== Document segment ==
====================

How to defuse a time bomb: China worries about liquidity

IF ANYONE had needed more proof of the extent of global economic imbalance, then last week’s inflation figures ought to have been enough. Despite unprecedented monetary ease, America’s inflation rate is running at 0.6 per cent, the lowest level in 53 years. In China, however, money is abundant and inflation is running at 4.4 per cent. That is causing deep unease in the Chinese Communist Party, but it might be a boon for spread betters. The important question, as ever, is whether to go short or long.

Certainly the momentum has mostly been downwards recently. Fears about monetary tightening have driven equity prices down, and the FTSE Xinhau 50 has fallen by 10 per cent over the last two weeks. The People’s Bank of China (PBoC) raised its reserve requirements on Friday in an attempt to suck liquidity out of the system, while the government has threatened to intervene directly in some markets to lower prices. The government has also tried to crack down on state banks deemed to be lending too much – officially there is a 7.5 trillion yuan (£706bn) quota for lending. With further tightening expected, traders might be well advised to go short on Chinese stocks. Conveniently, IG Markets now offers spread betting on the Xinhua 50.

Unfortunately, as Dylan Grice of Societe Generale observes, “the Chinese stock market is crazier than most”, so traders also need to be careful. One reason why the Chinese government has been so keen to interfere with its banks is that there is an awful lot of liquidity in China at the moment. As a result, speculative bubbles have grown up in assets from property to caterpillar fungus – an obscure Chinese medicine that now costs as much as gold. If inflation persists then Chinese savers may seek out more profitable speculative investments, inflating bubbles further.

Grice argues that the Chinese government is struggling to contain Chinese speculators and that they may be forced to engineer a slowdown, “in which case a hard landing shouldn’t be beyond the realms of imagination”. But before that happens, Chinese asset prices could well increase dramatically, so traders need to make sure they are not caught out. Much depends on how effective monetary tightening is seen to be – with rising food prices a global phenomenon, many analysts fear that inflation will persist.

====================

(Items in a dataset)
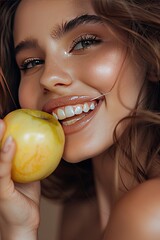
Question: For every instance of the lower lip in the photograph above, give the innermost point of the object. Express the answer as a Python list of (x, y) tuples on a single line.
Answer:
[(79, 125)]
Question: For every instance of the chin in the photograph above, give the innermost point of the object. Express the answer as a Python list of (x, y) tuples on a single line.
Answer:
[(75, 155)]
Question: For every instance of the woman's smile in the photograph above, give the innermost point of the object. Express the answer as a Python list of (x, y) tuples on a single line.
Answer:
[(76, 114)]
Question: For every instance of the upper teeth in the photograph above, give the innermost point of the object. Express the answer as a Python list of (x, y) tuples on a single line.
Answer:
[(70, 111)]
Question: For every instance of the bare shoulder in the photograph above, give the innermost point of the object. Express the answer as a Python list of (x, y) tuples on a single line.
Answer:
[(137, 215)]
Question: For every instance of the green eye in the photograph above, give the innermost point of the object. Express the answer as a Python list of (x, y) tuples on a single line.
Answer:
[(31, 63)]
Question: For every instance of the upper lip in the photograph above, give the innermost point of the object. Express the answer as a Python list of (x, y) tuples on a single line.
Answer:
[(65, 101)]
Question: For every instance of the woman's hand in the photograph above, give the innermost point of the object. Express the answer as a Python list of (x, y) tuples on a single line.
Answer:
[(19, 203)]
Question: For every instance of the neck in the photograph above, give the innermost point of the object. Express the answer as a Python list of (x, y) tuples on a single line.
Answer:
[(104, 173)]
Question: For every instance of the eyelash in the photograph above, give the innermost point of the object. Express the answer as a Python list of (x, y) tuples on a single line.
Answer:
[(35, 61), (89, 40)]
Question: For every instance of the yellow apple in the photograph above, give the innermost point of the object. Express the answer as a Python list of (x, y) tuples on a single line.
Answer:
[(39, 141)]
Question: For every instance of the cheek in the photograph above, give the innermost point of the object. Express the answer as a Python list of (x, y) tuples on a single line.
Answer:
[(103, 71), (27, 96)]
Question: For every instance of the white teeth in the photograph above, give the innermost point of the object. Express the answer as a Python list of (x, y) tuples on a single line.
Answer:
[(85, 107), (78, 110), (61, 114), (69, 111)]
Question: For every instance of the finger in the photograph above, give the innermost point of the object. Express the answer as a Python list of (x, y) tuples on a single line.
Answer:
[(6, 156)]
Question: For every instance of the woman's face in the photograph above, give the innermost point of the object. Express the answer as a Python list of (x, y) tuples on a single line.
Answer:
[(67, 57)]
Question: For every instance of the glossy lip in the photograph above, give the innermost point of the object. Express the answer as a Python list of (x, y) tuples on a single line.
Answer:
[(64, 101), (73, 100)]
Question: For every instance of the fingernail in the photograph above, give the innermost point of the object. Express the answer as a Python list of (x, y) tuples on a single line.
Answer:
[(7, 144)]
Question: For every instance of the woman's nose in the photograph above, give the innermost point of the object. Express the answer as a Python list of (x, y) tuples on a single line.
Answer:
[(55, 77)]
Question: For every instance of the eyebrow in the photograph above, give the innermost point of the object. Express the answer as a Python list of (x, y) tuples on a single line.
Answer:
[(59, 31), (66, 27)]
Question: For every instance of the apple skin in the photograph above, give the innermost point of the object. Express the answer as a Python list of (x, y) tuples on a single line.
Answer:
[(39, 141)]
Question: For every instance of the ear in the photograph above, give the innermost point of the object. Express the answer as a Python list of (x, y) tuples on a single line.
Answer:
[(152, 75)]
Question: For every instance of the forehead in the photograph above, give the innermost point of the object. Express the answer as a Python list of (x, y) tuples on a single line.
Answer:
[(39, 14)]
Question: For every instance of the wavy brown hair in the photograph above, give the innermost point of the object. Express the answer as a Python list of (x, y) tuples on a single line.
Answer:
[(139, 143)]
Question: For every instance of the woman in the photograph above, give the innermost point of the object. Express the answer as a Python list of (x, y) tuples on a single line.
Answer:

====================

== What you need to do ==
1: In the text on China's liquidity worries, rewrite the stretch from "Certainly the momentum" through "the Xinhua 50.", substituting "cash" for "liquidity".
2: Decide whether each statement agrees with the text on China's liquidity worries. Answer yes or no for each, quoting the words of the text that settle it.
(a) America's inflation rate is at its lowest level in 53 years.
(b) The Chinese stock index named in the text fell by 20 percent over the last two weeks.
(c) The People's Bank of China lowered its reserve requirements on Friday.

== Solutions to the exercise ==
1:
Certainly the momentum has mostly been downwards recently. Fears about monetary tightening have driven equity prices down, and the FTSE Xinhau 50 has fallen by 10 per cent over the last two weeks. The People’s Bank of China (PBoC) raised its reserve requirements on Friday in an attempt to suck cash out of the system, while the government has threatened to intervene directly in some markets to lower prices. The government has also tried to crack down on state banks deemed to be lending too much – officially there is a 7.5 trillion yuan (£706bn) quota for lending. With further tightening expected, traders might be well advised to go short on Chinese stocks. Conveniently, IG Markets now offers spread betting on the Xinhua 50.

2:
(a) Yes: "America’s inflation rate is running at 0.6 per cent, the lowest level in 53 years."
(b) No: "has fallen by 10 per cent over the last two weeks."
(c) No: "raised its reserve requirements on Friday."